Exercise prompt => A faithful copy of all the records is needed, with the pictures omitted.

Data excerpts =>
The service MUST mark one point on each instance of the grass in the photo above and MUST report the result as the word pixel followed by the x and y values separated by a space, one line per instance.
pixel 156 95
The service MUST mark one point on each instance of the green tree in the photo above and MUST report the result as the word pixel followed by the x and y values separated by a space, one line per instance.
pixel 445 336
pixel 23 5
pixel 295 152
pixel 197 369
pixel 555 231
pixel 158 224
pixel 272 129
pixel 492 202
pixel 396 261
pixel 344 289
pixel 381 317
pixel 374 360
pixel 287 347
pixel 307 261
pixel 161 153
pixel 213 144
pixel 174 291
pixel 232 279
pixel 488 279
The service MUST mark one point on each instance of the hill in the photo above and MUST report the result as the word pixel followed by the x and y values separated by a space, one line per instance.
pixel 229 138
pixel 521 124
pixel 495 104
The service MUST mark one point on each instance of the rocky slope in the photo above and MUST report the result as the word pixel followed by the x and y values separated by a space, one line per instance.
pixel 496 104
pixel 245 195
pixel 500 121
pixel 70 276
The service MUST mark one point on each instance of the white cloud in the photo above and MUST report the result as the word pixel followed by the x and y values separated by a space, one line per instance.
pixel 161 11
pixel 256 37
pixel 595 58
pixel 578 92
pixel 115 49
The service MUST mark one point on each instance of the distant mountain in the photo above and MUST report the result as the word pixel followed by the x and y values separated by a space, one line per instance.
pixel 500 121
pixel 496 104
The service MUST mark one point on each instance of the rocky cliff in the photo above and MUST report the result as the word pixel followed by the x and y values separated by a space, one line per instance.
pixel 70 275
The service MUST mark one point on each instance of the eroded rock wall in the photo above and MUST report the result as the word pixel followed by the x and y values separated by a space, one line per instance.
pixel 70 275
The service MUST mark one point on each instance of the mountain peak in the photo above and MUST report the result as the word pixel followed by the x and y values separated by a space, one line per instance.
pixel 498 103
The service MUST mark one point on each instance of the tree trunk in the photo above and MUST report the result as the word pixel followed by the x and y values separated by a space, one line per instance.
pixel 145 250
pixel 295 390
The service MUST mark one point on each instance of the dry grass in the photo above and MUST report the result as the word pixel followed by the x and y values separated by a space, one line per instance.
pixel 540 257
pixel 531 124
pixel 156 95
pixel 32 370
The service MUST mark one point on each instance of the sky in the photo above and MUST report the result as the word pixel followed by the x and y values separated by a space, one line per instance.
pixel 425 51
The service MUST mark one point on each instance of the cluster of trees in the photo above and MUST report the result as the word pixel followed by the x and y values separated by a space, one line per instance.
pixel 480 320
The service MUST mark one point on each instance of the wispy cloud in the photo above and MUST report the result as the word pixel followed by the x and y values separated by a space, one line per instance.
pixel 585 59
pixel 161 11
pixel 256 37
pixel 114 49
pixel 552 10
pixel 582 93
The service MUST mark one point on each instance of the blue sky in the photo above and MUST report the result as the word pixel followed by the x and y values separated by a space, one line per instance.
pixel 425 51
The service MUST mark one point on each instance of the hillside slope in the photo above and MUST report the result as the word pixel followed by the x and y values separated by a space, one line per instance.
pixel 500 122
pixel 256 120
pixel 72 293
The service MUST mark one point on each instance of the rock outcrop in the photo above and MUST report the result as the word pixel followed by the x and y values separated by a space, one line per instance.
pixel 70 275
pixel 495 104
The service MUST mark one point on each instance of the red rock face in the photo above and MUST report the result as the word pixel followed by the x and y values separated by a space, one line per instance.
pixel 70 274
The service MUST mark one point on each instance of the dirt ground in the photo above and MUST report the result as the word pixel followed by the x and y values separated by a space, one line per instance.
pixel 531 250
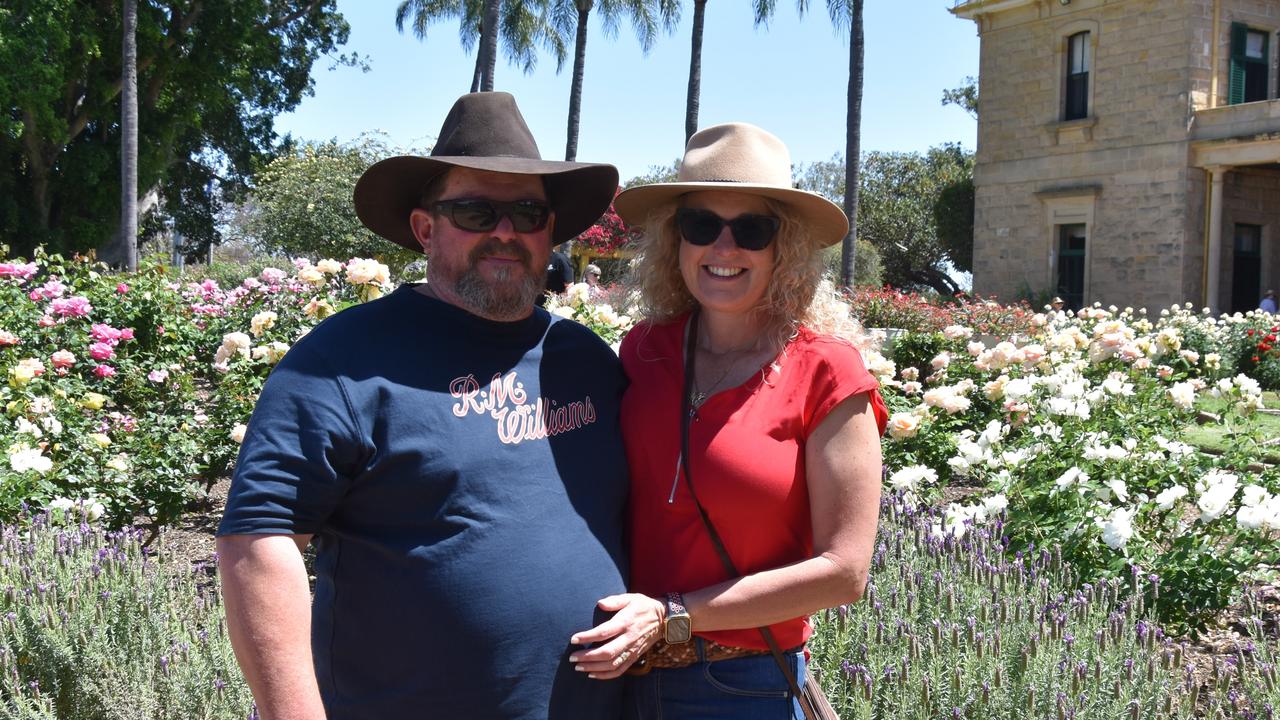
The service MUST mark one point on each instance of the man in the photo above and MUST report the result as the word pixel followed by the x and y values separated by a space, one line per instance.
pixel 453 452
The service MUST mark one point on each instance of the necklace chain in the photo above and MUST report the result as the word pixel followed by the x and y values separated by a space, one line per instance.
pixel 702 395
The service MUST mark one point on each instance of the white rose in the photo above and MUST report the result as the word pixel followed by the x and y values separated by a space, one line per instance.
pixel 1169 496
pixel 1118 528
pixel 1220 488
pixel 1183 395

Answer for the task =>
The service MUST mark one point on each instance of the grass in the photo above and MUST report the result as the word pixel followed by the x and y values separated by a space, one line per instance.
pixel 156 95
The service MUST mark one point on each instance of the green tree in the photo above and MUST report the result as the word pixel followed by the x and y values separated by a space, one line per instance.
pixel 445 336
pixel 23 5
pixel 295 152
pixel 197 369
pixel 555 231
pixel 158 224
pixel 272 129
pixel 492 202
pixel 396 261
pixel 344 289
pixel 381 317
pixel 374 360
pixel 287 347
pixel 307 261
pixel 161 153
pixel 213 144
pixel 174 291
pixel 232 279
pixel 488 279
The service MUST mark one point on each instance of the hill in the photo above and MUST report the result as the word pixel followed by the x and y values separated by a space, one line per instance.
pixel 229 138
pixel 521 124
pixel 495 104
The service MUST mark one point on each instance of the rocky slope in the photo above and MUST report the result as the word pixel followed by the x and y values separated by a space, one line per instance.
pixel 496 104
pixel 245 195
pixel 500 121
pixel 70 276
The service MUST mark one point on each instance of the white cloud in the photo above and MUST report the result as the word pixel followed by the x and y values separated by a space, one line per instance.
pixel 161 11
pixel 256 37
pixel 595 58
pixel 578 92
pixel 115 49
The service MUST mark one point on each instance of the distant mountain in the photo above and MUST report the result as the word pixel followed by the x and y values separated by a space, one line per instance.
pixel 500 121
pixel 496 104
The service MUST mark one point on each instance of the rocky cliff in the photo above and MUST report the result as the word pixel followed by the x and y values separated by a space, one line per instance.
pixel 70 275
The service MUST mark one point on each instance of the eroded rock wall in the photo above and MUST report the result as the word pixel followed by the x and y values separated by a space, one line per instance.
pixel 70 275
The service MUST mark one point on each instance of the mountain peak in the photo above and MUST report the result as the word pixel followed by the x and y values separated by a space, one line per instance.
pixel 498 103
The service MUST mark one point on each instance of the tree trunk in the photo above and MUST report the result as the word pixel followed by the x and y values separated by a space, one line per instance.
pixel 145 250
pixel 295 390
The service MUST mark one point on each instance of the dry grass in the photo above and MUST report the result as the word pixel followed by the x and y values separated by a space, one line per instance.
pixel 540 257
pixel 531 124
pixel 156 95
pixel 32 370
The service MUST mark one point on each instance of the sky in the photo above and MUST report the result as the word pixel followed by the x and y values separated by a space, one line per instance.
pixel 425 51
The service MUST mark one point on each instance of the cluster of trees in the photo above and MUST report the result as the word pixel followed by the x and y values separated by a space, one line per instance.
pixel 480 320
The service MUST mark one point on each instance of the wispy cloud in the photo above and MUST report the result as the word pixel followed by the x and y values separated by a space, one line per instance.
pixel 585 59
pixel 161 11
pixel 256 37
pixel 114 49
pixel 552 10
pixel 582 93
The service MUST mark one point on each instance of the blue sky in the photo above and MUST report the result as the word pixel followed by the x and y values separated by a space, one line per instance.
pixel 425 51
The service MUST mark one point on each instance of the hillside slope in the photo above and MUST report the result as the word pixel followed by the x and y values separated by a space, one line per instance.
pixel 500 122
pixel 256 120
pixel 72 293
The service MUST mark one point on each instance of the rock outcrop in the photo above and MUST report the result as the word pixel followed by the x and y values separated by a space, one line per instance.
pixel 70 275
pixel 495 104
The service MUST mark one point on each instance of the red rock face in the photo above and MUST report the result as the word pixel followed by the x and y values separated by a space, one line per instance.
pixel 70 274
The service MUST mark one point on each instance of the dirt ground in the photo above and MUST report the result as the word pixel followed by the x and y values separated by a space, one line per instance.
pixel 531 250
The service MUST mark one point on each instance of the man in the photo above and MUST report the result as the word pixel followed by the x and y values separated by a space, one line per instance.
pixel 453 452
The service MUST mark one point on each instance of the necklace chain in the photo above and MUST report the result as the word pixel followed by the x and y values separated by a space, one line per instance.
pixel 702 395
The service MUST mark one point on each instance of the white rose in the photo above and MUST report the result as the word pixel followed by the x and y values separated by a space, one line per instance.
pixel 1169 496
pixel 1118 528
pixel 1220 488
pixel 1183 395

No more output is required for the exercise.